═══ Passage given ═══
Lecture 3: Code reviews, testing and advice for testing complex things

Learning objectives:

By the end of this lecture, students should be able to:

  • Perform a code review that uses inline comments and suggested code fixes

  • Define the following 3 types of testing

    • unit testing

    • integration testing

    • regression testing

  • Employ a workflow that optimizes accurate code

  • Write unit tests for complex objects (e.g., data frames, models, plots)

  • Use pytest and testhat to run a project’s entire test suite

  • Explain how pytest and testhat find the test functions when they are asked to run a project’s entire test suite

Code reviews using in-line comments and suggested code fixes

  • In the project, you are expected to read and review eachother’s code BEFORE accepting a pull request.

  • Do not expect all (or even most) pull requests to be perfect in their first submission.

  • We very often need to have a conversation to get pull requests into good shape before merging into master, and GitHub has a very nice tool we can utilize to do this: GitHub code reviews

Source: https://help.github.com/en/github/collaborating-with-issues-and-pull-requests/reviewing-proposed-changes-in-a-pull-request

Demo: do a code review:

I am going to demo a code review of a pull request. I have set-up a template GitHub repository for you so that you can easily generate a pull request for you to review if you want to try this later.
═══ Material provided ═══
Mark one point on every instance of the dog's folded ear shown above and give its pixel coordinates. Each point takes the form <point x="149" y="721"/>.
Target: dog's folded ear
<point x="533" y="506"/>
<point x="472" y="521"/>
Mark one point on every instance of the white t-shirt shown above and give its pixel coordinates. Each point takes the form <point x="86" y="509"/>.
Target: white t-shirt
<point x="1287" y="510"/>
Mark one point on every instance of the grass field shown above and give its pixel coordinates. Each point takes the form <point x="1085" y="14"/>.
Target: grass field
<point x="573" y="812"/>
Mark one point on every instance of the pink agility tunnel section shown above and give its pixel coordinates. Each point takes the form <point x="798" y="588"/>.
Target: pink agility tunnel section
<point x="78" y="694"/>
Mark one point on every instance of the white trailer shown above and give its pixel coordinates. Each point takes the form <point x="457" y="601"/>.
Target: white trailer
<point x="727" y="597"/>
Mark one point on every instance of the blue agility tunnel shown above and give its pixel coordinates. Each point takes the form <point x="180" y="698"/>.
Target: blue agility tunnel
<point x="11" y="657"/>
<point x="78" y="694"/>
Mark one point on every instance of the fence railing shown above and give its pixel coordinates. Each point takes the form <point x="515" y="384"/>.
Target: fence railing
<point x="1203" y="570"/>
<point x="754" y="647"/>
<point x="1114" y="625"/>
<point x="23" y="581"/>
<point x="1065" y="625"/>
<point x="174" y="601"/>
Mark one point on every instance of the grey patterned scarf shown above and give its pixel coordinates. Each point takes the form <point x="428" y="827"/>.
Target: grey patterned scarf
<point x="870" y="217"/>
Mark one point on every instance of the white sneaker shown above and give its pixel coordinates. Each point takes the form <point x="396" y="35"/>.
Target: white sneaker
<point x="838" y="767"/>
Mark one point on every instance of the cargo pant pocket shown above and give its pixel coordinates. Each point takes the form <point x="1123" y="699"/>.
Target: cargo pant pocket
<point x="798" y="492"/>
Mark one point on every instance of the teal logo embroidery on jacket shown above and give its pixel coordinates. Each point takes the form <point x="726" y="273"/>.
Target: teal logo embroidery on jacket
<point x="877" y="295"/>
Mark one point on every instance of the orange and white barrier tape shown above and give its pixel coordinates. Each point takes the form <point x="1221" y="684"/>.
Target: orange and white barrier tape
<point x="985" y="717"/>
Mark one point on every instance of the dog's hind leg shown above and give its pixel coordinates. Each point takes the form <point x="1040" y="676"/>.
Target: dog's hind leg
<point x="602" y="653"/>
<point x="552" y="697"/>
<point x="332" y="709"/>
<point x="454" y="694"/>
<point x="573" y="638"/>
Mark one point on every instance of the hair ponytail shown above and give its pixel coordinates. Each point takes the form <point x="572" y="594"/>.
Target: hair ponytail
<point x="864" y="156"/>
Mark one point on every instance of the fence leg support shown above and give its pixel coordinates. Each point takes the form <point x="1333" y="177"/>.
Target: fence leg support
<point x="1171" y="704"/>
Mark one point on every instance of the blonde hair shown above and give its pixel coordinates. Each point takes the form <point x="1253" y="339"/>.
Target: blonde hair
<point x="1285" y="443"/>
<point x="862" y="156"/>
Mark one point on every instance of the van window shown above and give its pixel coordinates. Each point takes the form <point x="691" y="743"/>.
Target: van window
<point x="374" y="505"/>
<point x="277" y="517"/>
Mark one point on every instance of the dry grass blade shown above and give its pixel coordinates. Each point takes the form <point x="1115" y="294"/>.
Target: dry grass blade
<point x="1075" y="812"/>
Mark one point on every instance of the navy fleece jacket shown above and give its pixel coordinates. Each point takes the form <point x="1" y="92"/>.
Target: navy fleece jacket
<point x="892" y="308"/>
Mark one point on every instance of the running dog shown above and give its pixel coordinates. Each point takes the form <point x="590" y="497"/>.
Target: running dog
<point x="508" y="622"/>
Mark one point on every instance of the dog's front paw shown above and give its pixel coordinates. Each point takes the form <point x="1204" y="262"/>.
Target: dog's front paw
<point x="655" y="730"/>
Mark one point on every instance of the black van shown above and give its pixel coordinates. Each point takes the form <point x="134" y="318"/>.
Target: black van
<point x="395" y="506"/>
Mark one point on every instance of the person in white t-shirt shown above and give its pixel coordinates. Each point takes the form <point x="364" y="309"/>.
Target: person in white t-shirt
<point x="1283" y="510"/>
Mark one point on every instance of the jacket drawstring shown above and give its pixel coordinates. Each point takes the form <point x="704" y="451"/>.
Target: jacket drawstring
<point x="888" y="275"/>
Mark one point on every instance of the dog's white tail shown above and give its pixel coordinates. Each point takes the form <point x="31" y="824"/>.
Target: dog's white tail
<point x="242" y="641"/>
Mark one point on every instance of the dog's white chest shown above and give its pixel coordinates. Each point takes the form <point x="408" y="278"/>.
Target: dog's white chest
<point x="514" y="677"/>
═══
▶ **Job 1**
Please summarize the lecture notes on code reviews and testing in two sentences.
▶ **Job 2**
Carry on the lecture notes on code reviews and testing from the point where they end.
The material was taken from a separate source.

▶ **Exercise response 1**
The lecture aims to teach students to do code reviews with inline comments and suggested fixes, define unit, integration and regression testing, write unit tests for complex objects, and run a project's full test suite with pytest and testhat. In the project, students must review each other's code before accepting a pull request, since pull requests often need discussion before merging into master, and GitHub code reviews support that conversation.

▶ **Exercise response 2**
Steps:

  1. Import this repository to obtain a copy of it for yourself (do not fork it).

  2. Create a remote branch named pr (this will use GitHub Actions to create a pull request for you to review in this repository).

  3. Click on the Pull Requests tab of your copy of the repository, click on the pull request titled “Report most accomplished pilots”, and then click on “Files Changed”. Next click on the star-wars.Rmd file. Review the file and observe the following problems with the R Markdown report that was submitted via the pull request:

  • Reasoning of the sentence on line 15

  • Incompatibility with the sentence on line 15 with the code in the code chunk named table-of-most-accomplished-pilots

  • Incorrect code in code chunk named table-of-most-accomplished-pilots (unested film instead of starships) leads to naming the wrong pilot as the most accomplished pilot on line 19

  • Incorrect code in code chunk named table-of-most-accomplished-pilots (unested film instead of starships) leads to the use of the wrong character’s picture in the image that is sourced in the code chunk named top-pilot (it should be a picture of Obi-Wan Kenobi, you could use this URL for example: https://hips.hearstapps.com/hmg-prod.s3.amazonaws.com/images/ewan-mcgregor-obi-wan-1570898048.jpg).

  1. Add comments and suggested changes using the + sign beside the line numbers (the first time you do this will trigger the start of your code review. Need help? See GitHub’s how to on reviewing proposed changes in a pull request.

  2. After you have made all the comments and suggested changes, then add a general comment for the code review, select “Request Changes” and submit your code review.

Demo: Accept suggested changes from a code review:

Steps:

  1. To accept the code changes that you provided as suggestions, revisit the Pull Requests tab of your copy of the repository and clicking on the pull request titled “Report most accomplished pilots”. Scroll through the pull request comments and find the code suggestions. Then click on the “Commit suggestion button” for each suggestion.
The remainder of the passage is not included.